--- Text segment Enclosed Below ---

Learning creates more synapses


AMAZING research proves the value of learning. Learning creates more synapses! Another benefit of learning. Keep the brain healthy, enjoy adult life and learn… I know a company with great learning experiences.

Normal sensory experiences direct brain cells to their location and reinforce the connections between brain cells. We are born with more than 100 billion brain cells or neurons; we will not grow more. That’s about 10 times the number of stars in the entire Milky Way, and about 20 times the number of people on the planet.

Neurons are the functioning core of the brain. Each cell body is about one-hundredth the size of the period at the end of this sentence. A neuron has branches or dendrites emerging from the cell body. These dendrites pick up chemical signals across a synapse and the impulse travels the length of the axon. Each axon branch has a sac containing neurotransmitters at its tip. The electrical impulse causes the release of the neurotransmitters, which, in turn, stimulates or inhibits neighboring dendrites, like an on-off switch.

These connections are miracles of the human body. To understand their power, you have to multiply this miracle by trillions. A single cell can connect with as many as 15,000 other cells.

--- End of Enclosed Text segment ---
--- Provided material Enclosed Below ---

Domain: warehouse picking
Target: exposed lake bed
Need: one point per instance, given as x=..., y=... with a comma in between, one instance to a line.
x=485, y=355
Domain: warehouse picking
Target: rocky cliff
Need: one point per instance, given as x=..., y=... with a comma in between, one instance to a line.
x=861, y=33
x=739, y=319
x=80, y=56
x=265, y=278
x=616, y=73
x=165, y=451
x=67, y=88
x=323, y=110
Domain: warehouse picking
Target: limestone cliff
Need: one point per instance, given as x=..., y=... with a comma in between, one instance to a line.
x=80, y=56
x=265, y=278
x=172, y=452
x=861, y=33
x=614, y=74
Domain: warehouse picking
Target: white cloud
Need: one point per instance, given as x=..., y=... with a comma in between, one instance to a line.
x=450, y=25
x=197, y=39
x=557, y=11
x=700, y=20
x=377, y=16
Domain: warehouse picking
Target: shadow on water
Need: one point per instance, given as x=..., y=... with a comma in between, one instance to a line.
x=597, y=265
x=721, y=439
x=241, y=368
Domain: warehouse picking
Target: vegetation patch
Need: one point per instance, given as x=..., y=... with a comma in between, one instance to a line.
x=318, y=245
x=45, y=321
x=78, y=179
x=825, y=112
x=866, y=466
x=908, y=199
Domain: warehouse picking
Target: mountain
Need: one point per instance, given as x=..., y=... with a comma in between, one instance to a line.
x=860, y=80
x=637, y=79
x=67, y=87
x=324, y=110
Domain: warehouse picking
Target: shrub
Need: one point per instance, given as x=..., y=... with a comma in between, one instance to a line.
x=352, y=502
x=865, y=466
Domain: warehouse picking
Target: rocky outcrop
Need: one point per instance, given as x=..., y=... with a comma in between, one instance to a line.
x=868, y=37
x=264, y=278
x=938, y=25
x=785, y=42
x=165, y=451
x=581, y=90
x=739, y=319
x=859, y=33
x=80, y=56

--- End of Enclosed Provided material ---

• Activity list:
• A. In the piece on learning and synapses, explain in one to three sentences how a neuron's electrical impulse affects neighboring dendrites.
• B. Answer these questions from the piece on learning and synapses:
(i) How many brain cells, or neurons, are we born with?
(ii) How large is each neuron's cell body compared with the period at the end of a sentence?
(iii) With how many other cells can a single cell connect?
• C. Write a continuation of the piece on learning and synapses, starting after its final sentence.

• Responses in order:
• A. The electrical impulse causes the sac at the tip of each axon branch to release neurotransmitters. These neurotransmitters then stimulate or inhibit neighboring dendrites, like an on-off switch.

• B.
(i) More than 100 billion.
(ii) About one-hundredth the size.
(iii) As many as 15,000.

• C.
This incredibly complex network of connections that results often is referred to as the brain’s “circuitry” or “wiring.” Experience shapes the way circuits are made in the brain. A remarkable increase in synapses occurs during the first year of life. The brain develops a functional architecture through the development of these synapses or connections.

For example, if a parent repeatedly calls a child a certain name, then connections will form that allow the child to recognize that name over time as referring to him and he will learn to respond. From birth, the brain rapidly is creating these connections that form our habits, thoughts, consciousness, memories and mind.

By the time a child is 3 years old, a baby’s brain has formed about 1,000 trillion connections — about twice as many as adults have. A baby’s brain is superdense and will stay that way throughout the first decade of life. Beginning at about age 11, a child’s brain gets rid of extra connections in a process calling “pruning,” gradually making order out of a thick tangle of “wires.”